*** Source data ***

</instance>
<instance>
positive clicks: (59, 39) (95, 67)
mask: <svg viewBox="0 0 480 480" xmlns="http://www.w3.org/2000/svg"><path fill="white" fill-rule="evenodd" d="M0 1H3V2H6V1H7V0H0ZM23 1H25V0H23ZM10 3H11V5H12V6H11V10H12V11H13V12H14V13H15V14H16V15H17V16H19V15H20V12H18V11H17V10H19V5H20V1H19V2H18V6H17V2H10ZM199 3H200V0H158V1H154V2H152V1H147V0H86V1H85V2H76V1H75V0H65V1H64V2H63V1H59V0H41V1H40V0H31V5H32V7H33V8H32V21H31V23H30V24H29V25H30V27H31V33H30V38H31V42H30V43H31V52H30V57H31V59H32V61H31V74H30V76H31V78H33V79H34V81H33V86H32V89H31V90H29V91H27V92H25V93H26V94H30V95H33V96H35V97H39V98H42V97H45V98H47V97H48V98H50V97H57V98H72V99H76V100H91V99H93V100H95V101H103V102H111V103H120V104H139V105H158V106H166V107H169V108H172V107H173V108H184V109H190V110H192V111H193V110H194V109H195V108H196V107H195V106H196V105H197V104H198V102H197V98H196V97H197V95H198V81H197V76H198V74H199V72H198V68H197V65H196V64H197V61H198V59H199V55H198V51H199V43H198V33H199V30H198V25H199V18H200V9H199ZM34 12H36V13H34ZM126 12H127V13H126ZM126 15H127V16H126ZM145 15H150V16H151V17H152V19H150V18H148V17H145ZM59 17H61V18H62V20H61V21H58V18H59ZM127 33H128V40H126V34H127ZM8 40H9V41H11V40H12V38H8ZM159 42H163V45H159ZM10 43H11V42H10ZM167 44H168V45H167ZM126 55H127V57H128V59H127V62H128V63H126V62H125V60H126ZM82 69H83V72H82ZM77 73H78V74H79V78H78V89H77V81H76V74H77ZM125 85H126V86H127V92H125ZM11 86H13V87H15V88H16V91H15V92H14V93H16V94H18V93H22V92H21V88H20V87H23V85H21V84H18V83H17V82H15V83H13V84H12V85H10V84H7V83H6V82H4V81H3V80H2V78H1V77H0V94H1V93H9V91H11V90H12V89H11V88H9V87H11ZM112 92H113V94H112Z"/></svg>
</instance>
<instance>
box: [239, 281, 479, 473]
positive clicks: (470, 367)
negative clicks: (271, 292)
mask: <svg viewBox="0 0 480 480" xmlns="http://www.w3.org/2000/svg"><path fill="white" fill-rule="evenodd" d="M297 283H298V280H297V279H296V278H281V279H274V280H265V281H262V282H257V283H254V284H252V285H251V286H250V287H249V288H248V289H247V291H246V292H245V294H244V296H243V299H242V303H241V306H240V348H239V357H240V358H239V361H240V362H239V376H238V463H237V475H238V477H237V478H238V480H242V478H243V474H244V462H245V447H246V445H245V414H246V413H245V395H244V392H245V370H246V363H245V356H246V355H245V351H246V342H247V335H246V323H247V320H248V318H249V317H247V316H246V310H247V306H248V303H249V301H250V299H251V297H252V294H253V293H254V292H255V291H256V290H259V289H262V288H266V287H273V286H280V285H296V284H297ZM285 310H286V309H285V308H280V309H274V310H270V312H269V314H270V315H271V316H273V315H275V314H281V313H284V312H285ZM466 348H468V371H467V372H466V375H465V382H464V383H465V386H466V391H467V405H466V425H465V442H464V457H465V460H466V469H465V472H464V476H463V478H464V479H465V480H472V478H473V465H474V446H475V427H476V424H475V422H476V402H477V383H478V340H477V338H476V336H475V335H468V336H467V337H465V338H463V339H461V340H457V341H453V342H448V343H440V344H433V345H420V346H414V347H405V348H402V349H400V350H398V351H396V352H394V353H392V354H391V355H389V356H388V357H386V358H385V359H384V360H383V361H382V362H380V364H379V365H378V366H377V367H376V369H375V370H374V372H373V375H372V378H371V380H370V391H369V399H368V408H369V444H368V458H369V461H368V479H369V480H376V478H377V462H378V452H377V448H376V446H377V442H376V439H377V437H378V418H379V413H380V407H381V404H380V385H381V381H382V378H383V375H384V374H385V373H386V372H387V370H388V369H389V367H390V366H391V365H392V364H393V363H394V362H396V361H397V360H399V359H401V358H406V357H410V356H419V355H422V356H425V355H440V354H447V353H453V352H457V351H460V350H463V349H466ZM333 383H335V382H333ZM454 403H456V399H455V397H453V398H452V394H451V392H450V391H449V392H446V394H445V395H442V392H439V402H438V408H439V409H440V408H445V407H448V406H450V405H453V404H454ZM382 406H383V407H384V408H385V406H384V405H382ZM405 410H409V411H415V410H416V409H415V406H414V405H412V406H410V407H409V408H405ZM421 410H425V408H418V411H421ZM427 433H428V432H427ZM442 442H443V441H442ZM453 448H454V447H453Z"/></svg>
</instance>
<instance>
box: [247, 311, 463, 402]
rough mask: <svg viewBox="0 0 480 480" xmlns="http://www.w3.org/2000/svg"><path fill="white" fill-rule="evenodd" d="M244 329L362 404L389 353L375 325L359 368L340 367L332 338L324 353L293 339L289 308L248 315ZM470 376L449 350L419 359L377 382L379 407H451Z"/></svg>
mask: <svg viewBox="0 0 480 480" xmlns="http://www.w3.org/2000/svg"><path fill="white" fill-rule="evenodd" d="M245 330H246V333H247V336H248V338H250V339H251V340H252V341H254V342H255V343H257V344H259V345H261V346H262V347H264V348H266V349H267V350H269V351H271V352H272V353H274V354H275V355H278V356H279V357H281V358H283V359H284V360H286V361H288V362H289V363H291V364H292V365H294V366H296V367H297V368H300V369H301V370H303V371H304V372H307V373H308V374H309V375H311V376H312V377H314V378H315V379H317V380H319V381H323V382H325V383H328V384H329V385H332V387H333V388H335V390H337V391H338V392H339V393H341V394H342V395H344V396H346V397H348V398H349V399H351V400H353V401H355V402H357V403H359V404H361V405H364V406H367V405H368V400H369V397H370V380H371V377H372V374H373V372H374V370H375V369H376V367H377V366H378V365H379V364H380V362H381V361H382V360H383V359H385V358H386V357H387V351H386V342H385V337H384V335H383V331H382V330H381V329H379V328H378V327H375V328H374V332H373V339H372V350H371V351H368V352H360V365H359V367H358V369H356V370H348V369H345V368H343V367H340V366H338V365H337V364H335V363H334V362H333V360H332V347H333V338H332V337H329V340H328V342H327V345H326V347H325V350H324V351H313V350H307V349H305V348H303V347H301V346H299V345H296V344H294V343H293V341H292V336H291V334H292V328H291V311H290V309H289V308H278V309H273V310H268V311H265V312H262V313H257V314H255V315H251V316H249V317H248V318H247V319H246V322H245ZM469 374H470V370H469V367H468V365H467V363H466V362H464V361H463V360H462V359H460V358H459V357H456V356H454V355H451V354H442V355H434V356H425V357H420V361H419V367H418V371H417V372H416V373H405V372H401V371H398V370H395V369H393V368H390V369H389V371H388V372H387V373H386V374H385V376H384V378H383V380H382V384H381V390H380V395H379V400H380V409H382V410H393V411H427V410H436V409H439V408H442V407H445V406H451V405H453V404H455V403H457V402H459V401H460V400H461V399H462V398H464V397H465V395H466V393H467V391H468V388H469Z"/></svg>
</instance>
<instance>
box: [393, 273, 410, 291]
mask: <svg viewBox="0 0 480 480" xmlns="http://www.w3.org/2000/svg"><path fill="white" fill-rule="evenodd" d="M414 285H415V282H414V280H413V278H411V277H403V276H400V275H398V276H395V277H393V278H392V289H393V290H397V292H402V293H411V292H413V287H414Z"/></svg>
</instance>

*** End of Source data ***

**What you are asked to do**
Change every "positive clicks" in the material above to "include points" and give all of the material again with nothing else altered.

**Output of the task**
</instance>
<instance>
include points: (59, 39) (95, 67)
mask: <svg viewBox="0 0 480 480" xmlns="http://www.w3.org/2000/svg"><path fill="white" fill-rule="evenodd" d="M0 1H3V2H6V1H7V0H0ZM23 1H25V0H23ZM10 3H11V5H12V6H11V10H12V11H13V12H14V13H15V14H16V15H17V16H19V15H20V12H18V11H17V10H19V5H20V1H19V2H18V6H17V2H10ZM199 3H200V0H158V1H154V2H152V1H147V0H86V1H85V2H76V1H75V0H65V1H64V2H63V1H59V0H41V1H40V0H31V5H32V7H33V8H32V21H31V23H30V24H29V25H30V27H31V33H30V38H31V42H30V43H31V52H30V57H31V59H32V61H31V74H30V76H31V78H33V79H34V81H33V86H32V89H31V90H29V91H27V92H25V93H26V94H30V95H33V96H35V97H39V98H42V97H45V98H47V97H48V98H50V97H57V98H72V99H76V100H91V99H93V100H95V101H103V102H111V103H120V104H139V105H158V106H166V107H169V108H172V107H173V108H184V109H190V110H192V111H193V110H194V109H195V108H196V107H195V106H196V105H197V104H198V102H197V98H196V97H197V95H198V81H197V76H198V74H199V72H198V68H197V65H196V64H197V61H198V59H199V55H198V51H199V43H198V33H199V30H198V25H199V18H200V9H199ZM34 12H36V13H34ZM126 12H127V13H126ZM126 15H127V16H126ZM145 15H150V16H151V17H152V19H150V18H148V17H145ZM59 17H61V18H62V20H61V21H58V18H59ZM127 33H128V40H126V34H127ZM8 40H9V41H11V40H12V38H8ZM159 42H163V45H159ZM10 43H11V42H10ZM167 44H168V45H167ZM126 55H127V57H128V59H127V62H128V63H126V62H125V60H126ZM82 69H83V72H82ZM77 73H78V74H79V78H78V89H77V81H76V74H77ZM125 85H126V86H127V92H125ZM11 86H13V87H15V88H16V91H15V92H14V93H16V94H18V93H22V92H21V88H20V87H23V85H21V84H18V83H17V82H15V83H13V84H12V85H10V84H7V83H6V82H4V81H3V80H2V78H1V77H0V94H1V93H9V91H11V90H12V89H11V88H9V87H11ZM112 92H113V94H112Z"/></svg>
</instance>
<instance>
box: [239, 281, 479, 473]
include points: (470, 367)
negative clicks: (271, 292)
mask: <svg viewBox="0 0 480 480" xmlns="http://www.w3.org/2000/svg"><path fill="white" fill-rule="evenodd" d="M297 283H298V280H297V279H296V278H281V279H274V280H265V281H262V282H257V283H254V284H252V285H251V286H250V287H249V288H248V289H247V291H246V292H245V294H244V296H243V299H242V303H241V306H240V348H239V357H240V358H239V361H240V362H239V376H238V463H237V475H238V477H237V478H238V480H242V478H243V474H244V462H245V447H246V445H245V414H246V413H245V395H244V392H245V370H246V363H245V356H246V355H245V351H246V342H247V335H246V323H247V320H248V318H249V317H247V316H246V310H247V306H248V303H249V301H250V299H251V297H252V294H253V293H254V292H255V291H256V290H259V289H262V288H266V287H273V286H280V285H296V284H297ZM285 310H286V309H285V308H280V309H274V310H270V312H269V314H270V315H271V316H273V315H275V314H281V313H284V312H285ZM466 348H468V371H467V372H466V375H465V382H464V383H465V386H466V391H467V405H466V425H465V442H464V457H465V460H466V469H465V472H464V476H463V478H464V479H465V480H472V478H473V465H474V446H475V427H476V424H475V422H476V402H477V383H478V340H477V338H476V336H475V335H468V336H467V337H465V338H463V339H461V340H457V341H453V342H448V343H440V344H433V345H420V346H414V347H405V348H402V349H400V350H398V351H396V352H394V353H392V354H391V355H389V356H388V357H386V358H385V359H384V360H383V361H382V362H380V364H379V365H378V366H377V367H376V369H375V370H374V372H373V375H372V378H371V380H370V391H369V399H368V408H369V444H368V458H369V461H368V479H369V480H376V478H377V462H378V452H377V448H376V446H377V442H376V439H377V437H378V418H379V413H380V407H381V404H380V385H381V381H382V378H383V375H384V374H385V373H386V372H387V370H388V369H389V367H390V366H391V365H392V364H393V363H394V362H396V361H397V360H399V359H401V358H406V357H410V356H419V355H422V356H425V355H440V354H447V353H453V352H457V351H460V350H463V349H466ZM333 383H335V382H333ZM454 403H456V399H455V397H453V398H452V394H451V392H450V391H449V392H446V394H445V395H442V392H439V402H438V408H439V409H440V408H445V407H448V406H450V405H453V404H454ZM382 406H383V407H384V408H385V406H384V405H382ZM405 410H409V411H415V410H416V409H415V406H414V405H412V406H410V407H409V408H405ZM421 410H425V408H418V411H421ZM427 433H428V432H427ZM442 442H443V441H442ZM453 448H454V447H453Z"/></svg>
</instance>
<instance>
box: [247, 311, 463, 402]
rough mask: <svg viewBox="0 0 480 480" xmlns="http://www.w3.org/2000/svg"><path fill="white" fill-rule="evenodd" d="M244 329L362 404L389 353L375 325L359 368L340 367L332 338L324 353L293 339L289 308L248 315ZM470 376L449 350L419 359L377 382L379 407H451Z"/></svg>
mask: <svg viewBox="0 0 480 480" xmlns="http://www.w3.org/2000/svg"><path fill="white" fill-rule="evenodd" d="M245 330H246V333H247V336H248V338H250V339H251V340H252V341H254V342H255V343H257V344H259V345H261V346H262V347H264V348H266V349H267V350H269V351H271V352H272V353H274V354H275V355H278V356H279V357H281V358H283V359H284V360H286V361H288V362H289V363H291V364H292V365H294V366H296V367H297V368H300V369H301V370H303V371H304V372H307V373H308V374H309V375H311V376H312V377H314V378H315V379H317V380H319V381H323V382H325V383H328V384H329V385H332V387H333V388H335V390H337V391H338V392H339V393H341V394H342V395H344V396H346V397H348V398H349V399H351V400H353V401H355V402H357V403H359V404H361V405H364V406H367V405H368V400H369V397H370V380H371V377H372V374H373V372H374V370H375V369H376V367H377V366H378V365H379V364H380V362H381V361H382V360H383V359H385V358H386V357H387V351H386V342H385V337H384V335H383V331H382V330H381V329H379V328H378V327H375V328H374V332H373V339H372V350H371V351H368V352H360V365H359V367H358V369H356V370H348V369H345V368H343V367H340V366H338V365H337V364H335V363H334V362H333V360H332V347H333V338H332V337H329V340H328V342H327V345H326V347H325V350H324V351H313V350H307V349H305V348H303V347H301V346H299V345H296V344H294V343H293V341H292V336H291V334H292V328H291V311H290V309H289V308H278V309H273V310H268V311H265V312H262V313H257V314H255V315H251V316H249V317H248V318H247V319H246V322H245ZM469 374H470V370H469V367H468V365H467V363H466V362H464V361H463V360H462V359H460V358H459V357H456V356H454V355H451V354H442V355H434V356H425V357H420V361H419V367H418V371H417V372H416V373H405V372H401V371H398V370H395V369H393V368H390V369H389V371H388V372H387V373H386V374H385V376H384V378H383V380H382V384H381V390H380V395H379V400H380V409H382V410H393V411H427V410H436V409H439V408H442V407H445V406H451V405H453V404H455V403H457V402H459V401H460V400H461V399H462V398H464V397H465V395H466V393H467V391H468V388H469Z"/></svg>
</instance>
<instance>
box: [393, 273, 410, 291]
mask: <svg viewBox="0 0 480 480" xmlns="http://www.w3.org/2000/svg"><path fill="white" fill-rule="evenodd" d="M414 285H415V282H414V280H413V278H411V277H403V276H400V275H398V276H395V277H393V278H392V289H393V290H397V292H402V293H411V292H413V287H414Z"/></svg>
</instance>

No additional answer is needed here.